§ **ESTRATTO DEL TESTO**
---+---

In questa ottica si devono leggere i tentativi del cancelliere tedesco Olaf Scholz, e del presidente francese Emmanuel Macron. Quest’ultimo, in particolare, è volato a Kiev e a Mosca nel tentativo di risolvere l’escalation per vie diplomatiche. «Il dialogo – afferma il capo dell’Eliseo – è il mezzo principale per raggiungere stabilità e sicurezza in Europa». Aggiungendo che «la Francia ripone grandi speranze nei legami culturali e scientifici dei nostri paesi». L’obiettivo del presidente francese, nonché presidente di turno dell’Ue, era quello, non raggiunto, di convincere Putin a rimuovere una parte dei soldati che la Russia ha ammassato al confine con l’Ucraina nelle ultime settimane, come segno di distensione. Un disegno politico che rispecchia inoltre l’ambizione del presidente lanciato in campagna elettorale, e la necessità di rafforzare la propria immagine pubblica di fronte ai suoi elettori. Washington dal canto suo, infatti, ha mantenuto grandi riserve sull’esito delle azioni diplomatiche francesi definite «fallimentari» ancor prima che Macron tornasse a Parigi.

La rottura dei rapporti fra Ue e Russia non può che favorire l’America, preoccupata che il Vecchio Continente possa riconoscersi forte ed indipendente, in grado di relazionarsi autonomamente con il gigante euroasiatico, lasciando fuori l’America da questi possibili giri di valzer. In questo modo la crisi Ucraina diventerebbe la forgia in cui ritemprare i legami del Patto d’Acciaio; un’occasione per rinnovare i vecchi affetti e, forse, per evitarne di nuovi.

---+---

§ **OBIETTIVO**
Trascriva fedelmente il passo dell'estratto sulla crisi ucraina che va da «La rottura dei» fino a «evitarne di nuovi.» compreso.

§ **DATI GREZZI**
---+---

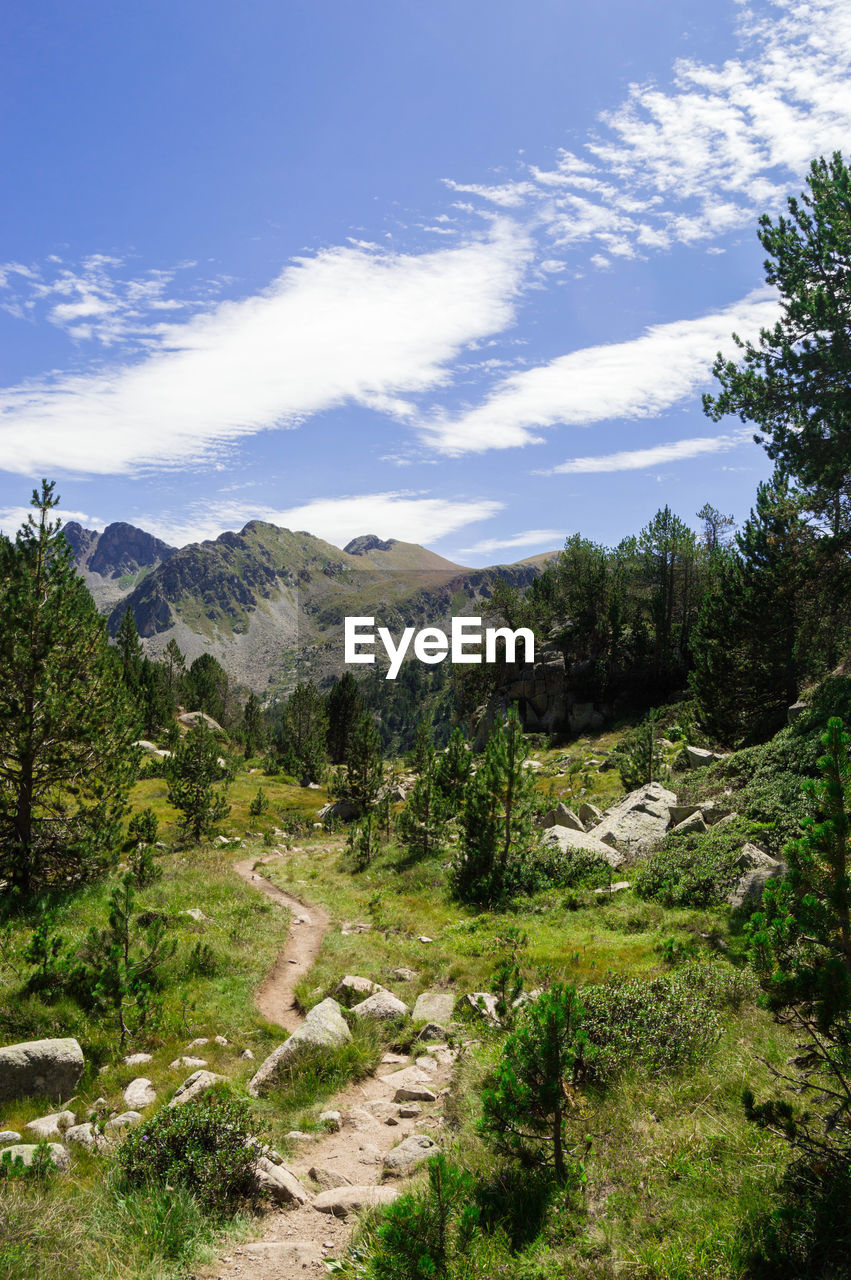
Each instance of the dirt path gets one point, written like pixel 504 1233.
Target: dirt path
pixel 297 1242
pixel 274 997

---+---

§ **RISULTATO COMPLETO**
La rottura dei rapporti fra Ue e Russia non può che favorire l’America, preoccupata che il Vecchio Continente possa riconoscersi forte ed indipendente, in grado di relazionarsi autonomamente con il gigante euroasiatico, lasciando fuori l’America da questi possibili giri di valzer. In questo modo la crisi Ucraina diventerebbe la forgia in cui ritemprare i legami del Patto d’Acciaio; un’occasione per rinnovare i vecchi affetti e, forse, per evitarne di nuovi.